** TEXT SHOWN **
····················

For instance, the plot of “median income” vs. “median house value” shows an r of 0.68.

show_corr(housing, 'MedInc', 'MedHouseVal')

Exploring other pairs, like “median income” vs. “number of rooms per house,” gives an r of 0.43.

show_corr(housing, 'MedInc', 'AveRooms')

This plot reveals interesting insights and anomalies. Certain houses have many rooms but lower incomes, potentialy indicate shared accommodations. Pearson’s r can be sensitive to outliers, and removing them can significatly change the correlation.

subset = housing[housing.AveRooms < 15]
show_corr(subset, 'MedInc', 'AveRooms')

By removing outliers, the correlation increase fromm 0.43 to 0.68, emphasizing the importance of carefully considering outliers

Here’s another example correlating “median hours value” with “average number of room”:

show_corr(subset, 'MedHouseVal', 'AveRooms')

And another one correlating “house age” with “average number of rooms”:

show_corr(subset, 'MedHouseVal', 'AveRooms')

To keep track of our training progress, it’s importaint to report the Pearson correlation coefficient after each epoch. Hugging Face’s Trainer API expects a dictionary as output, with keys labeling each metrics. Here’s how you can define a function to calculate and return the Pearson correlation coefficient:

def corr_d(eval_pred): return {'pearson': corr(*eval_pred)}

Training with Hugging Face Transformers

In the world of Hugging Face, the concept of a “learner” in fast.ai is paralleled by the trainer. Let’s start by importing necessary components:

from transformers import TrainingArguments, Trainer

When training a model, we don’t process the entire dataset at once; instead we use a “batch” or “mini-batch” of data for each training step. This approach leverages the parallel processing capabilities of GPUs.

In our case, let’s set the batch size to 128. Large batch size speed up training by maximizing GPU utilization but beware of potential “out of memory” errors if set too high.

Next, configure the training arguments:

bs = 80
epochs = 4
lr = 8e-5

args = TrainingArguments(
    'outputs',
    learning_rate=lr,
    warmup_ratio=0.1,
    lr_scheduler_type='cosine',
    fp16=True,  # Enable mixed precision training
    eval_strategy="epoch",
    per_device_train_batch_size=bs,
    per_device_eval_batch_size=bs*2,
    num_train_epochs=epochs,
    weight_decay=0.01,
    report_to='none',
)

Most of these arguments can be left as defaults, but the key ones to focus on are the batch size (bs), number of epoches (epoches), and learning rate (lr).

To begin model training for sequence classification, we use AutoModelForSequenceClassification:

model = AutoModelForSequenceClassification.from_pretrained(model_nm, num_labels=1)
trainer = Trainer(
    model, args, 
    train_dataset=dds['train'], eval_dataset=dds['test'],
    tokenizer=tokz, compute_metrics=corr_d
)
Some weights of DebertaV2ForSequenceClassification were not initialized from the model checkpoint at microsoft/deberta-v3-base and are newly initialized: ['classifier.bias', 'classifier.weight', 'pooler.dense.bias', 'pooler.dense.weight']
You should probably TRAIN this model on a down-stream task to be able to use it for predictions and inference.

····················

** STORED RECORDS **
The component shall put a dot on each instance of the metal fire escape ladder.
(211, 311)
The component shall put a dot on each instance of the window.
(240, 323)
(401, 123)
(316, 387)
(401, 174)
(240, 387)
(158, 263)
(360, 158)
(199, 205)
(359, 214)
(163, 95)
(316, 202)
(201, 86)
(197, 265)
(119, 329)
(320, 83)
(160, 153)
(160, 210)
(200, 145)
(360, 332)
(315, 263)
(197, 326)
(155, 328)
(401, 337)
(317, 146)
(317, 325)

····················

** TASKS TO COMPLETE **
• A. Transcribe the tutorial word for word from "In the world" to "capabilities of GPUs.".
• B. According to the tutorial, why does the corr_d function wrap the Pearson coefficient in a dictionary with the key 'pearson' instead of returning the number by itself? Answer in one to three sentences.

** SOLUTIONS BY TASK **
• A.
In the world of Hugging Face, the concept of a “learner” in fast.ai is paralleled by the trainer. Let’s start by importing necessary components:

from transformers import TrainingArguments, Trainer

When training a model, we don’t process the entire dataset at once; instead we use a “batch” or “mini-batch” of data for each training step. This approach leverages the parallel processing capabilities of GPUs.

• B. Hugging Face's Trainer API expects a dictionary as output, with keys that label each metric. Wrapping the coefficient this way lets the Pearson correlation be reported after each epoch so training progress can be tracked.